WHAT YOU WILL DO: In the records, find each line where "pond" occurs, and copy it.

Start of Block

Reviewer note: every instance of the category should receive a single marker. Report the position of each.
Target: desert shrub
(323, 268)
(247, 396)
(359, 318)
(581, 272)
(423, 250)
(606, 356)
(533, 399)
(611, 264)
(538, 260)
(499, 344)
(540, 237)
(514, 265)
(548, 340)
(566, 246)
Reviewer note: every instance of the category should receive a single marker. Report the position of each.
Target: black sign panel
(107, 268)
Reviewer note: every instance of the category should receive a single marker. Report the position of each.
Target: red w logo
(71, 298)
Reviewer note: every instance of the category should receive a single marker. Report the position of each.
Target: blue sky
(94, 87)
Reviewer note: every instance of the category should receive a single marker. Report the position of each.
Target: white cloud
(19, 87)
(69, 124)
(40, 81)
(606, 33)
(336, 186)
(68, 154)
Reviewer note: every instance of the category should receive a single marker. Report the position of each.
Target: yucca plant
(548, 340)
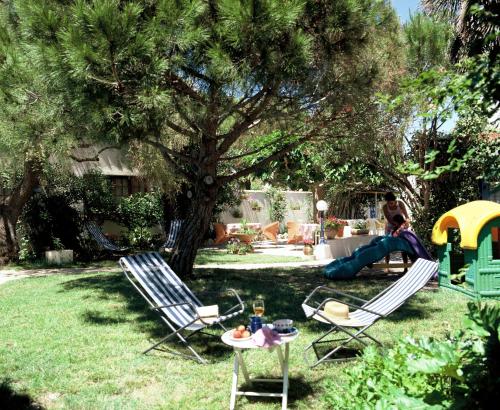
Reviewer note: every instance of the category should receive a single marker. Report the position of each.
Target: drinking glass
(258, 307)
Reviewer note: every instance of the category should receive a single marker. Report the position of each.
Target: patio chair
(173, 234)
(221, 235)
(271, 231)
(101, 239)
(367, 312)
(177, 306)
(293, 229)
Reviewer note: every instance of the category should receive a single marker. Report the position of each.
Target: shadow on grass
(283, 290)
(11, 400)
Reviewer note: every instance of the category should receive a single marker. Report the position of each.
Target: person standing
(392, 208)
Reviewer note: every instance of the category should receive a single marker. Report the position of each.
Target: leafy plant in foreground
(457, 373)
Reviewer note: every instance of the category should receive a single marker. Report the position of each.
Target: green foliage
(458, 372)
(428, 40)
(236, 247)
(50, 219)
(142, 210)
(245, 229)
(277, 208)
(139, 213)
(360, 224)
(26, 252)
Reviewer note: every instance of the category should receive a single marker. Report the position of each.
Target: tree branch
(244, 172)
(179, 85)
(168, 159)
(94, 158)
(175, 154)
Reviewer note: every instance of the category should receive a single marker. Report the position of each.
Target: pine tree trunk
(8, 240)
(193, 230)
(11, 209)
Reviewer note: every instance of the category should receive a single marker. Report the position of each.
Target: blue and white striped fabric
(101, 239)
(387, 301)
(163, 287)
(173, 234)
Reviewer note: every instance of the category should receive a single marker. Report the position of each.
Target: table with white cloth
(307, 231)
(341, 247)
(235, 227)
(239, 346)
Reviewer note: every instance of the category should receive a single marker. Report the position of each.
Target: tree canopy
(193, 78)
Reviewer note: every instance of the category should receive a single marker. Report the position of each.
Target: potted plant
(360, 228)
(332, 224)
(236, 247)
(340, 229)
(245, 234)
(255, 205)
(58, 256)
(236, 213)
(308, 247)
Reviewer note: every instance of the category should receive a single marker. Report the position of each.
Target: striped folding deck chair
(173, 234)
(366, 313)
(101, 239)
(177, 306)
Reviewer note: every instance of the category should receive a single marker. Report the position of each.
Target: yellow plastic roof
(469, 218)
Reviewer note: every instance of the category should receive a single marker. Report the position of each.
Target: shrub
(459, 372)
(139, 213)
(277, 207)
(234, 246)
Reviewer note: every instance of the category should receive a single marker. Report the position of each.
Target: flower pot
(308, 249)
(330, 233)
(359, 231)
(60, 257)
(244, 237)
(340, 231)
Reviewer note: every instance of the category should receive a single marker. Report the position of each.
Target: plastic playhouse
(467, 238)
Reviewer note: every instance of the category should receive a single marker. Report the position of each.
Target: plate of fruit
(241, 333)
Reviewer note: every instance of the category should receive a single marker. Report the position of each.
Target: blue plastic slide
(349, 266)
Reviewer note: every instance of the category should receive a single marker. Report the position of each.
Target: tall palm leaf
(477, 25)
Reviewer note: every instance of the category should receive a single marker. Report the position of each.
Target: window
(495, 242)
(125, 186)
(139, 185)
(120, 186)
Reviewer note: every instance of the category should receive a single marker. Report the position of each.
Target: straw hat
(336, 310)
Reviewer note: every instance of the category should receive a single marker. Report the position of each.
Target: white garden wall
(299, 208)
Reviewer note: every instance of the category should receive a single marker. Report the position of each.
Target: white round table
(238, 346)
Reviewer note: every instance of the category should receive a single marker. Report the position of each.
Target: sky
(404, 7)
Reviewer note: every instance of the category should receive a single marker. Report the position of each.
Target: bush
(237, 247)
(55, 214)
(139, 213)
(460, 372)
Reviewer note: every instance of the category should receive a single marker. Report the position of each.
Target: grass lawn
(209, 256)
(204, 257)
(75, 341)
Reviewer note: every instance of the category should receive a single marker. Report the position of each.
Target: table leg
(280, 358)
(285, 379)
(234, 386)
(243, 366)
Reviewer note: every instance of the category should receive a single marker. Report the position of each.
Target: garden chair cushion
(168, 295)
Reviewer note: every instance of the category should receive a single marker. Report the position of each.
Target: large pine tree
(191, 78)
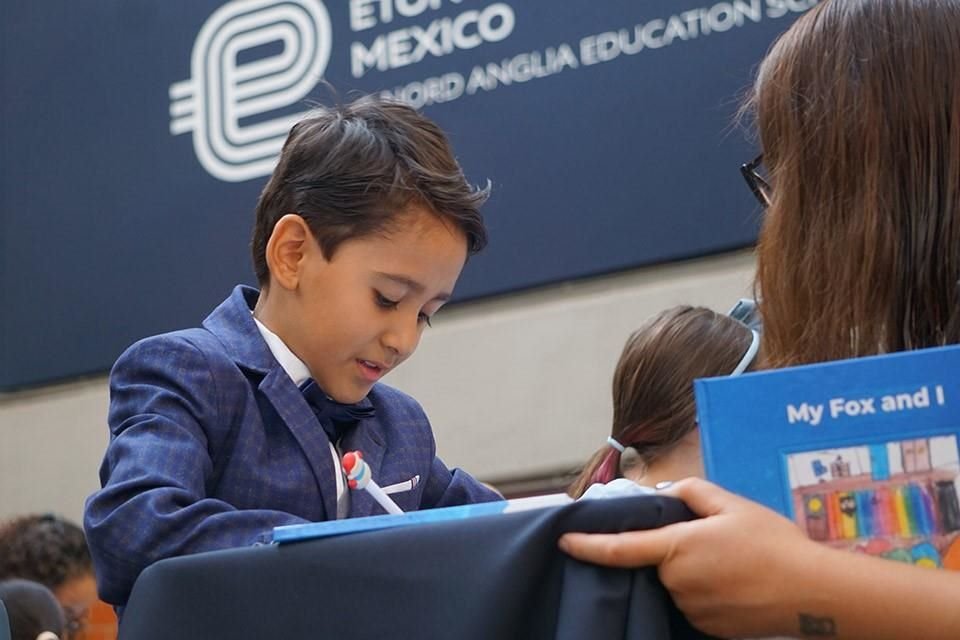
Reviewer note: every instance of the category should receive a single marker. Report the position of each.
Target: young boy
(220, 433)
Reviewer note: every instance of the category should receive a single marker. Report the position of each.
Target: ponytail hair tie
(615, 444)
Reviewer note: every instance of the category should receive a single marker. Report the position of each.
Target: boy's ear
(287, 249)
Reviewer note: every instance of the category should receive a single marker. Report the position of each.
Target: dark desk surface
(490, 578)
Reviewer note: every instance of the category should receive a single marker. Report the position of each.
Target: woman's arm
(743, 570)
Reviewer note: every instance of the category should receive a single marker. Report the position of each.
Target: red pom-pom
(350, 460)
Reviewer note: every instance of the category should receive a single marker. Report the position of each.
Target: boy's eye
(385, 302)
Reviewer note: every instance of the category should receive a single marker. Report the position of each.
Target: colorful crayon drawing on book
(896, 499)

End of Block
Start of Block

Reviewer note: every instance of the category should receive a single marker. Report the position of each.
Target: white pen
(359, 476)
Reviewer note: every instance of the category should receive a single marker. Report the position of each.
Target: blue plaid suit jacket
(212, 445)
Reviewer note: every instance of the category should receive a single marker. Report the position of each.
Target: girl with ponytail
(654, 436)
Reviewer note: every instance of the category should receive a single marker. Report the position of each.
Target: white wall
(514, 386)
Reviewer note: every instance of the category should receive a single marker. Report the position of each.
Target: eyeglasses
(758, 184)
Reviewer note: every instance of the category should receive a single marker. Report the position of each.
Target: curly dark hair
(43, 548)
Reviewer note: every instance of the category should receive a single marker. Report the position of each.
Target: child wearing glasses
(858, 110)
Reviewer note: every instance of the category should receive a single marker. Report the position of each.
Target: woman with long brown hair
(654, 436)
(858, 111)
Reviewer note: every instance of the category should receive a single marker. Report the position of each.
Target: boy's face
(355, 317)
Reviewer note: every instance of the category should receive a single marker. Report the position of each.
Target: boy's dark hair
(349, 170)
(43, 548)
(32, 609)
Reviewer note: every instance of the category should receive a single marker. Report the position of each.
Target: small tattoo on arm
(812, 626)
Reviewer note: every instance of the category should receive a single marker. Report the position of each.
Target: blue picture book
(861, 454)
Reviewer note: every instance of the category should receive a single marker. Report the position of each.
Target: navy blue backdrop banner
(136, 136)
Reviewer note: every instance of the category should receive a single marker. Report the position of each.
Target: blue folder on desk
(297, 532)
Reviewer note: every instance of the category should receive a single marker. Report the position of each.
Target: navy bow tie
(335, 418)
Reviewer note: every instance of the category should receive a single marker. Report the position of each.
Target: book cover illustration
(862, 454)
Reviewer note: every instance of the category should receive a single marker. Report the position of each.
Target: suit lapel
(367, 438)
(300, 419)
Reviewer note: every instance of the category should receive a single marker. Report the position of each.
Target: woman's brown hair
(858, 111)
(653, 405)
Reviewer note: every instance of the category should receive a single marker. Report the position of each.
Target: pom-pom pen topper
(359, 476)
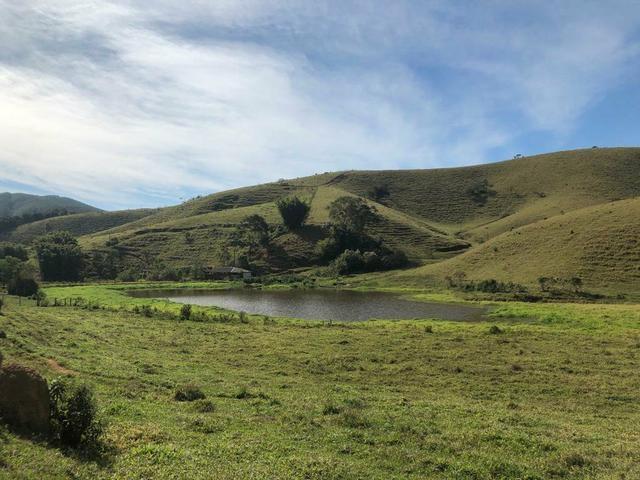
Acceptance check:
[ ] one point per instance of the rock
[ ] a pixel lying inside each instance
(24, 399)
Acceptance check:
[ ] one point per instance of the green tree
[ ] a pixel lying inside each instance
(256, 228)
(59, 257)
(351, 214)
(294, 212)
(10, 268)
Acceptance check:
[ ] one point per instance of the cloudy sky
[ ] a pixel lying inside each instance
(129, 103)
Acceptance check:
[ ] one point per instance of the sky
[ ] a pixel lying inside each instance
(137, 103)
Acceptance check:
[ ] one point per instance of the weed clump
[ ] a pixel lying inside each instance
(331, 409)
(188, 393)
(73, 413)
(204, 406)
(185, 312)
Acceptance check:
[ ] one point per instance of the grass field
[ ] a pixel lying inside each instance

End of Block
Start of Block

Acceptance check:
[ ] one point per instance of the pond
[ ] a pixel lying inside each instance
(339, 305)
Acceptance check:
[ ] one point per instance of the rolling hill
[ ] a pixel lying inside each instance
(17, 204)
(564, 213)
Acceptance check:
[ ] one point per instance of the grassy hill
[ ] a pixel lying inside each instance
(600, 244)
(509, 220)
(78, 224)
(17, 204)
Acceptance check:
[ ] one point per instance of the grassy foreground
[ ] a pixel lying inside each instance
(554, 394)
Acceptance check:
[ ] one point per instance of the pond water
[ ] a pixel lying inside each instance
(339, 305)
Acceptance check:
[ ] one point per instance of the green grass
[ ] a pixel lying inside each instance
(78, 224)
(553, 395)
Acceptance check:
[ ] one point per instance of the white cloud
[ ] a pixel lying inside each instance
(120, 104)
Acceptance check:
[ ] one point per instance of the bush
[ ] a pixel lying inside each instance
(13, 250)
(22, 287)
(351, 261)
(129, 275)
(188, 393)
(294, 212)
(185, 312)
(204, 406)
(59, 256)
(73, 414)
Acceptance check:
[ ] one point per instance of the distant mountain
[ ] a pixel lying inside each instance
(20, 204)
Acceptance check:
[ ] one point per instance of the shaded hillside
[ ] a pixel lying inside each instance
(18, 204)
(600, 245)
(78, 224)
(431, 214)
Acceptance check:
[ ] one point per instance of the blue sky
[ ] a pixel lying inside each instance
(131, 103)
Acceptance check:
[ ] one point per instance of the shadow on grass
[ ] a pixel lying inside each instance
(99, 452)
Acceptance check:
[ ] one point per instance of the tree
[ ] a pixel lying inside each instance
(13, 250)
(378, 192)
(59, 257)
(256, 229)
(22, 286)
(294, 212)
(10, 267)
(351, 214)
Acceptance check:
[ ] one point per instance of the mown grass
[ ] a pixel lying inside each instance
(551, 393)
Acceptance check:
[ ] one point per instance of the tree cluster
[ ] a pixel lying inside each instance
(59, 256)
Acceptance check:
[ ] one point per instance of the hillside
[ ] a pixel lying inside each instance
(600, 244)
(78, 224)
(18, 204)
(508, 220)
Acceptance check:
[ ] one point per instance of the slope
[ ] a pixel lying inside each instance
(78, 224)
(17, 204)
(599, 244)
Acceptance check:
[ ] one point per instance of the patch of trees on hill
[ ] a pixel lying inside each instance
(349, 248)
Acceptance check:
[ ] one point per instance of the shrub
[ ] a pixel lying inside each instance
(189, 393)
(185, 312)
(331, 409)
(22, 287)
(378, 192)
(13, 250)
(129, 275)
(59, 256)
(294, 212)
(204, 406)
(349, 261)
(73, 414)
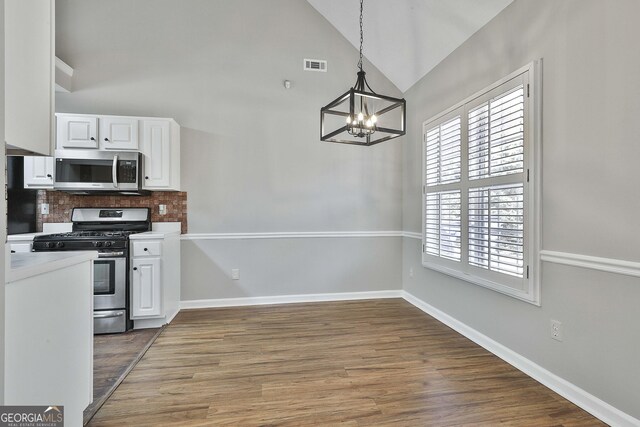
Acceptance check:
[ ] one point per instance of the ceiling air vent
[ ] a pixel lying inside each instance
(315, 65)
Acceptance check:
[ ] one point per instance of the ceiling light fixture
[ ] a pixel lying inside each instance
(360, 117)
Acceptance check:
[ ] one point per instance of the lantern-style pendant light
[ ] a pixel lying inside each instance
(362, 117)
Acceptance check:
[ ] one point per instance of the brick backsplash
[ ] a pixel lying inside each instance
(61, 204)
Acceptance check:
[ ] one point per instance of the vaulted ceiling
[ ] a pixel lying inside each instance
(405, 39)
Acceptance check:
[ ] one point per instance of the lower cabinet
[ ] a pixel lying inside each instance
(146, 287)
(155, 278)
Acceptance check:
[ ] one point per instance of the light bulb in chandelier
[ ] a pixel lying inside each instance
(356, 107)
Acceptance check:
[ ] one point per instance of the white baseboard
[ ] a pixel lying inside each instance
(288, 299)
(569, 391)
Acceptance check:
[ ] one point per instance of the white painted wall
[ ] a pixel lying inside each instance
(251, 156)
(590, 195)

End of Block

THE COMPLETED TASK:
[ ] one point per instance of the pond
[ ] one point per instance of the pond water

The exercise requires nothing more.